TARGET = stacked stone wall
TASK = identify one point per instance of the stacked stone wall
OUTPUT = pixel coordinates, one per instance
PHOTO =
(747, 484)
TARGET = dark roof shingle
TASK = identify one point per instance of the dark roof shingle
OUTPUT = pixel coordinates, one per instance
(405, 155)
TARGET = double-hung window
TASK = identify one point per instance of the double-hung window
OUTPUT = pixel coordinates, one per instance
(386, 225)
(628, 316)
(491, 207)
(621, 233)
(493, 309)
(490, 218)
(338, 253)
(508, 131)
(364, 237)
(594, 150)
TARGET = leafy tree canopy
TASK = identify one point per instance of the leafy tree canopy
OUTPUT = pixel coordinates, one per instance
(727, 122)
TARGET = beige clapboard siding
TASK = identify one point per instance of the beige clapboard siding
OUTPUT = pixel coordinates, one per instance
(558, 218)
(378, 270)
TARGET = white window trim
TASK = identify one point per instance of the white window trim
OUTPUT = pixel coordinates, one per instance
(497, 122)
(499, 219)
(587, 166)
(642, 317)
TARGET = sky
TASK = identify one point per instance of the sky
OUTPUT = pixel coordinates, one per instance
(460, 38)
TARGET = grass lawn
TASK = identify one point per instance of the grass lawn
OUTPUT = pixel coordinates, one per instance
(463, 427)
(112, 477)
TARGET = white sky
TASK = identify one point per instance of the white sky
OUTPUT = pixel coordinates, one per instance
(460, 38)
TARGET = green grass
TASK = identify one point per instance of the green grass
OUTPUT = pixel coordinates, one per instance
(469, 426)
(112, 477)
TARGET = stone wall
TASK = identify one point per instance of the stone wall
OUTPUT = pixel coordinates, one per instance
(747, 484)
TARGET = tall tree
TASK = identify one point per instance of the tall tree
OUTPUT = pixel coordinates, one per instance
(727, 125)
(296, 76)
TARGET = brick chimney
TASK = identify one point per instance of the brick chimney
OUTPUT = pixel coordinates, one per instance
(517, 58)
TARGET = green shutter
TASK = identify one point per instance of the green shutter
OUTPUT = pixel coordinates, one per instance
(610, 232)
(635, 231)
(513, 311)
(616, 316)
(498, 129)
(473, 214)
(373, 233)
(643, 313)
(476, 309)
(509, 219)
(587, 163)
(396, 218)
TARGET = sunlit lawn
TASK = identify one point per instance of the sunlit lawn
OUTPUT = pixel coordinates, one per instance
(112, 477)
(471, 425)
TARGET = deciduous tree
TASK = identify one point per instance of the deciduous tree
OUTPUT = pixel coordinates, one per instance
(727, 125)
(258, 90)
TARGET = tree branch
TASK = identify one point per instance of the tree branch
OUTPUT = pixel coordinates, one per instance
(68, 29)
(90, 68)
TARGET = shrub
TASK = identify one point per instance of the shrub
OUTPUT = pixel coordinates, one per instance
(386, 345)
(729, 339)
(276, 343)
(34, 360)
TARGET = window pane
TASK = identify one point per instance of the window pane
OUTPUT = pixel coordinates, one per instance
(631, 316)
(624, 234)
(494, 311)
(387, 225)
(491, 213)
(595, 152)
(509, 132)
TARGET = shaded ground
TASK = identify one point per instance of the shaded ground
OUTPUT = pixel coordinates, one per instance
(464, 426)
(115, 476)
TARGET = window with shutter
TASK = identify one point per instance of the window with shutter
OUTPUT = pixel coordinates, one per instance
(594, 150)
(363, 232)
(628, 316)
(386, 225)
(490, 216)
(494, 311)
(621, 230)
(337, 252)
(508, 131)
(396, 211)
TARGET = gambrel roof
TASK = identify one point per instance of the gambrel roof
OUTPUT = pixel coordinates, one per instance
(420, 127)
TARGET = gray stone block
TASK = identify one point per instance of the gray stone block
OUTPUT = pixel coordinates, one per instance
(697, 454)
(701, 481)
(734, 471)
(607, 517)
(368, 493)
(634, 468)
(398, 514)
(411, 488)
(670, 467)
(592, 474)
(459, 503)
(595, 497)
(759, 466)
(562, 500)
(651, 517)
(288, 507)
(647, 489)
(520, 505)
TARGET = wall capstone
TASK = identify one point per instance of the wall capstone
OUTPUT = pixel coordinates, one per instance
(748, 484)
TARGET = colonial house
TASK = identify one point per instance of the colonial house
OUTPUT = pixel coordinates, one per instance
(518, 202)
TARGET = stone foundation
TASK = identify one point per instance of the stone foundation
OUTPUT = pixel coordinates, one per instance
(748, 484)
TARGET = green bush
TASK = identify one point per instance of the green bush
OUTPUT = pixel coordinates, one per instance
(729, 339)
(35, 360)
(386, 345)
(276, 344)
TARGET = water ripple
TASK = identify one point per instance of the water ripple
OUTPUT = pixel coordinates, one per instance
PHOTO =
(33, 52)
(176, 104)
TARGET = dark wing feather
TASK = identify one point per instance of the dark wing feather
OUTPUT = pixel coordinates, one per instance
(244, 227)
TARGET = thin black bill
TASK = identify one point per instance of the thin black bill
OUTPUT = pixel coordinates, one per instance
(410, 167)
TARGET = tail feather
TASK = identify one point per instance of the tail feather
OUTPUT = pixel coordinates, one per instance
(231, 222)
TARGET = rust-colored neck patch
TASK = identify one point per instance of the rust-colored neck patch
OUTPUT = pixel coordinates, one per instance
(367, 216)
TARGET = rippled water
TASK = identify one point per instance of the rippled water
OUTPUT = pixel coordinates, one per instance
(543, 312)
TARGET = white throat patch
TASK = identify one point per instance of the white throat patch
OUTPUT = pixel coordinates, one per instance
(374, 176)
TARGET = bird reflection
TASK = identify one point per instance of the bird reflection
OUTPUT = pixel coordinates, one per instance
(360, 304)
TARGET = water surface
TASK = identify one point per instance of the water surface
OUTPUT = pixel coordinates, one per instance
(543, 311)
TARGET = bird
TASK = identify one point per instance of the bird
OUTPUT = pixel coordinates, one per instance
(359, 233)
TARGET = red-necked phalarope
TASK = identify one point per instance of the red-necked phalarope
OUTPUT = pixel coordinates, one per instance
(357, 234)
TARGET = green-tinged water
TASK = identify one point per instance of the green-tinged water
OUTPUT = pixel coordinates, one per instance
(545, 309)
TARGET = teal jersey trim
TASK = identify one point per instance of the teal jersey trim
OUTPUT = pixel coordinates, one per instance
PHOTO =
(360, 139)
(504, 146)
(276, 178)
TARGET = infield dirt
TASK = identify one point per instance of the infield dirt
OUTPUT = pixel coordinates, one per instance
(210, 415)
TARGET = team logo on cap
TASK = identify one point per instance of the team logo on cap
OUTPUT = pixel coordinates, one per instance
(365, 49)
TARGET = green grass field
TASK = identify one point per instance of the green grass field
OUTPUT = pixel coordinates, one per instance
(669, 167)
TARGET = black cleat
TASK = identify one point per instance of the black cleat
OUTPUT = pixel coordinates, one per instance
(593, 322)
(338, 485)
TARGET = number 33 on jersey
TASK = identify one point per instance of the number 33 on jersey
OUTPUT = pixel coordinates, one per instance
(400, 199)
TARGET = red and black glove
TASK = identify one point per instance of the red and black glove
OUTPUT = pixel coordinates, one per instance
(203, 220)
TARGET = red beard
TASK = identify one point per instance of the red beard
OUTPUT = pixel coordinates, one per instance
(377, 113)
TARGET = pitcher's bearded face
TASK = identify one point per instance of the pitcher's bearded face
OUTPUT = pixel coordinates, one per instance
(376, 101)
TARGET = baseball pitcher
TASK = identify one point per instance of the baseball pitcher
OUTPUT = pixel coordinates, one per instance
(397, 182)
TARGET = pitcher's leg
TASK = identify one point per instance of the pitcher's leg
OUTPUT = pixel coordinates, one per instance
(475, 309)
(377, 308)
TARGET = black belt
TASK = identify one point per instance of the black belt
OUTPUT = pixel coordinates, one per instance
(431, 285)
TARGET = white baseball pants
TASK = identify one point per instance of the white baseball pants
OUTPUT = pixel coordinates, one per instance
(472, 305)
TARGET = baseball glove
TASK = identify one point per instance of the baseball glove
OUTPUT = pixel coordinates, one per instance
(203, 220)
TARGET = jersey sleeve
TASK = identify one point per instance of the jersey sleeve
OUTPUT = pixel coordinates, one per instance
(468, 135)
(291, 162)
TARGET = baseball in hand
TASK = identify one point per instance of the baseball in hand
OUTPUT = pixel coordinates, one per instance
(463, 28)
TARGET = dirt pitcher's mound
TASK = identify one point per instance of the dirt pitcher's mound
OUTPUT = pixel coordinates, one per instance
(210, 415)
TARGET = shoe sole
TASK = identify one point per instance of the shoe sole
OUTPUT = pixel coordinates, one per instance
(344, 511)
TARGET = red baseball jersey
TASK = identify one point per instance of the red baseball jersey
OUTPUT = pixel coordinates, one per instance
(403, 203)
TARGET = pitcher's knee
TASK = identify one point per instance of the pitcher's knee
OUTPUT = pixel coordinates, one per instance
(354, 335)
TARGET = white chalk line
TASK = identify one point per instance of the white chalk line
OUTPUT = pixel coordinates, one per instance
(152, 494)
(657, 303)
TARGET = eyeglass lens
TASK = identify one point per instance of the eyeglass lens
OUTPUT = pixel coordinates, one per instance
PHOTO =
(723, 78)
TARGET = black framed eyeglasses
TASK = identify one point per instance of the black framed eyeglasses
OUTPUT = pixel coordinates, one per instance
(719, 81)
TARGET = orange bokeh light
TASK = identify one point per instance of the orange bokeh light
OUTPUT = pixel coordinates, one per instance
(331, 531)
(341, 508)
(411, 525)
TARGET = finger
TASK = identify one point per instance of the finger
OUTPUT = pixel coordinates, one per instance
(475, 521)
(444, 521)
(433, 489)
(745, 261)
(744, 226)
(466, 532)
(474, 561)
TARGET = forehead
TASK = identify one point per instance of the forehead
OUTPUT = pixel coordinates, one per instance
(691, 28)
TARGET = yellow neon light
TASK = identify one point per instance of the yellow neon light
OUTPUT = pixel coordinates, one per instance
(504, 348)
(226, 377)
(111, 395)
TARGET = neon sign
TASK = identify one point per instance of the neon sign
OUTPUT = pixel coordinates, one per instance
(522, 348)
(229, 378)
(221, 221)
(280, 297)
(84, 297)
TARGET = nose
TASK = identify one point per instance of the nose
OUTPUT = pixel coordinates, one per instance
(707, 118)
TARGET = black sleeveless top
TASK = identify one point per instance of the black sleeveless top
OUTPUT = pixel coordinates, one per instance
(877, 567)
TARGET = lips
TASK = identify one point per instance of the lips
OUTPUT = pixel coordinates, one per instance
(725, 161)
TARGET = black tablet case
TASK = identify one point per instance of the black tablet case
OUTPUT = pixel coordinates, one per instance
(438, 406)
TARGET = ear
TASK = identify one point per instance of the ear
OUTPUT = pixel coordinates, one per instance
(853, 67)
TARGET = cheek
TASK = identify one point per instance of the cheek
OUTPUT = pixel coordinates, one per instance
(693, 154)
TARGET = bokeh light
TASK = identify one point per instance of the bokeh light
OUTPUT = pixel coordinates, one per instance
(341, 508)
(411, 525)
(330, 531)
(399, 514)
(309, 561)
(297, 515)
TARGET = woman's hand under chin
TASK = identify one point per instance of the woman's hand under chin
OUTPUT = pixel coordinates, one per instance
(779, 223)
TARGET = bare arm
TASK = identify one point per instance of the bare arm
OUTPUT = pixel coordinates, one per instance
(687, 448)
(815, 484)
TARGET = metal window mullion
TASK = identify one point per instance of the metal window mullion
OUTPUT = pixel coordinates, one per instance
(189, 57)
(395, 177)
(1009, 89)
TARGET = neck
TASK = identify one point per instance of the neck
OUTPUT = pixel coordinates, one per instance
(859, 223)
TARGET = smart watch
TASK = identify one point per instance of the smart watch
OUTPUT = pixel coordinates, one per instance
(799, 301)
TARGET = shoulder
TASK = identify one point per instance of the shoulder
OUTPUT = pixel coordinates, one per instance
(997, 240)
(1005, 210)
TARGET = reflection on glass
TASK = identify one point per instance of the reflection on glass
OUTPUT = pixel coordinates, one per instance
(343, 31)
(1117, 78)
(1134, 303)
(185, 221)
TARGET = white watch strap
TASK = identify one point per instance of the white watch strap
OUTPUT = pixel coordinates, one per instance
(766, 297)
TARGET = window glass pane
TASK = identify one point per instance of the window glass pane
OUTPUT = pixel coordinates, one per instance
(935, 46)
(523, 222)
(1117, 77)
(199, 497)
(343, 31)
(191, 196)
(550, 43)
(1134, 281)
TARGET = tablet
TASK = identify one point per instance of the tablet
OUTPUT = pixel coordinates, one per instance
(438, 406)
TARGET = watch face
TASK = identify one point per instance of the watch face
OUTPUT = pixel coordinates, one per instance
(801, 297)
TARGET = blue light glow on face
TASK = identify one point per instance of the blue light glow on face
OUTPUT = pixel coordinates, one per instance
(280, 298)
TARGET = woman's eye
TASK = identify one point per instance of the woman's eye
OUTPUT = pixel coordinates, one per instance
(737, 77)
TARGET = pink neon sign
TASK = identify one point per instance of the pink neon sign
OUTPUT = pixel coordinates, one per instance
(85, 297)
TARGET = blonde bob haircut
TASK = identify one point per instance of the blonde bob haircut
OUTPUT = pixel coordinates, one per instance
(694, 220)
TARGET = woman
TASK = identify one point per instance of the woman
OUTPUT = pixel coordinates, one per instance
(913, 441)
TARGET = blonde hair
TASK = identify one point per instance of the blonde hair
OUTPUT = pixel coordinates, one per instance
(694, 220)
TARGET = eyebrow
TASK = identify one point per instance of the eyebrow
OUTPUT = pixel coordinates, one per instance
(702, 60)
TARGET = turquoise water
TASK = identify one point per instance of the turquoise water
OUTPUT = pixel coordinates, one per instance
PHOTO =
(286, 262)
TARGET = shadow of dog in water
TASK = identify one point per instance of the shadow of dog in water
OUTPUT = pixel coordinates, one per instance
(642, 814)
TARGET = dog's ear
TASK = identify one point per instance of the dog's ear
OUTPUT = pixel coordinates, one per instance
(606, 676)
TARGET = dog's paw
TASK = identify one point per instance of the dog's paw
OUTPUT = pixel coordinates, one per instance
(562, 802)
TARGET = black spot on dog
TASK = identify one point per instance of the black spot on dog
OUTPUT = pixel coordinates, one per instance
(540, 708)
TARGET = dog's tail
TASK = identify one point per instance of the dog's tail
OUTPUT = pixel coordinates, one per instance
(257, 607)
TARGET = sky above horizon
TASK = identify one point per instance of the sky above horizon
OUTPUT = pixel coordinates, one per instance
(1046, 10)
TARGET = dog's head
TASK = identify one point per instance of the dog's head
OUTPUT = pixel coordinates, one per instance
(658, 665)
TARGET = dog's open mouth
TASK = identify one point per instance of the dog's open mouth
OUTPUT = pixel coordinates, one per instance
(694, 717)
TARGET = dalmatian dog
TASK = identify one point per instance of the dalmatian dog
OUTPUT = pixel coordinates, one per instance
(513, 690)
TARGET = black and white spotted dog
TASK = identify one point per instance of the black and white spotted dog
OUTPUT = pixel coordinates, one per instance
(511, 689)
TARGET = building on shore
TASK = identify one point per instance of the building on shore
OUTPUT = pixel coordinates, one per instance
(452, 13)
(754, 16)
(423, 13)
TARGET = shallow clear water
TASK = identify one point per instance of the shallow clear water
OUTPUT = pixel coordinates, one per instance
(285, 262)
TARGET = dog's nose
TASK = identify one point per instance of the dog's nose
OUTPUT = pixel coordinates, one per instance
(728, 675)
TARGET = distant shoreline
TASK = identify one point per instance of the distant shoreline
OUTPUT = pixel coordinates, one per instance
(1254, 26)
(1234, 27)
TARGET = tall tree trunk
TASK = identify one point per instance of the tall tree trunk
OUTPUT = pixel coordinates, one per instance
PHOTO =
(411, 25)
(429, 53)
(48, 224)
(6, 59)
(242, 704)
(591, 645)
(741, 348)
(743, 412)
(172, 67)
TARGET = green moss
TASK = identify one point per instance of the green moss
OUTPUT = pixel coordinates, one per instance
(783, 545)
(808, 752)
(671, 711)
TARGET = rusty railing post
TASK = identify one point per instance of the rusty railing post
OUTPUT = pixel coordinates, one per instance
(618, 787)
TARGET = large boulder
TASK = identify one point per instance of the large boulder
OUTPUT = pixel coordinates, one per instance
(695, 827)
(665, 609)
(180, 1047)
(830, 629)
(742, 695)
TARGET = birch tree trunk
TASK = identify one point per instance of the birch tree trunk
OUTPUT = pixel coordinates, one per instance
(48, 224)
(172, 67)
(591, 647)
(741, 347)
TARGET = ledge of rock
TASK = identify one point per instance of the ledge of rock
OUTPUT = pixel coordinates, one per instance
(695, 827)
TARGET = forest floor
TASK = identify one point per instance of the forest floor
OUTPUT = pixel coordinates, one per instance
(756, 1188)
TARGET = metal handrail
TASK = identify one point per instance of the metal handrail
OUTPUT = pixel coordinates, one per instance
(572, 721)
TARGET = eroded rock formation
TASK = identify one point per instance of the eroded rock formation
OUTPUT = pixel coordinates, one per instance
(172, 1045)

---

Reproduce only those lines of the entries above that run from the line with "TARGET = birch tree trunk" to the final line.

● TASK RESULT
TARGET = birch tree trunk
TASK = identify one point per instance of the birch tree trunk
OUTPUT = pixel coordinates, one per instance
(48, 224)
(172, 67)
(591, 647)
(741, 347)
TARGET = ledge of rock
TASK = identify one point per instance of the ledge of rock
OUTPUT = pixel coordinates, one per instance
(695, 827)
TARGET = forest floor
TASK = identify one point per instance of the forest floor
OUTPUT = pixel coordinates, one per instance
(756, 1188)
TARGET = metal handrail
TASK = identify one point per instance of the metal handrail
OUTPUT = pixel coordinates, one per instance
(572, 721)
TARGET = eroded rock formation
TASK = identify one point per instance of the eroded rock formation
OUTPUT = pixel coordinates, one per instance
(172, 1045)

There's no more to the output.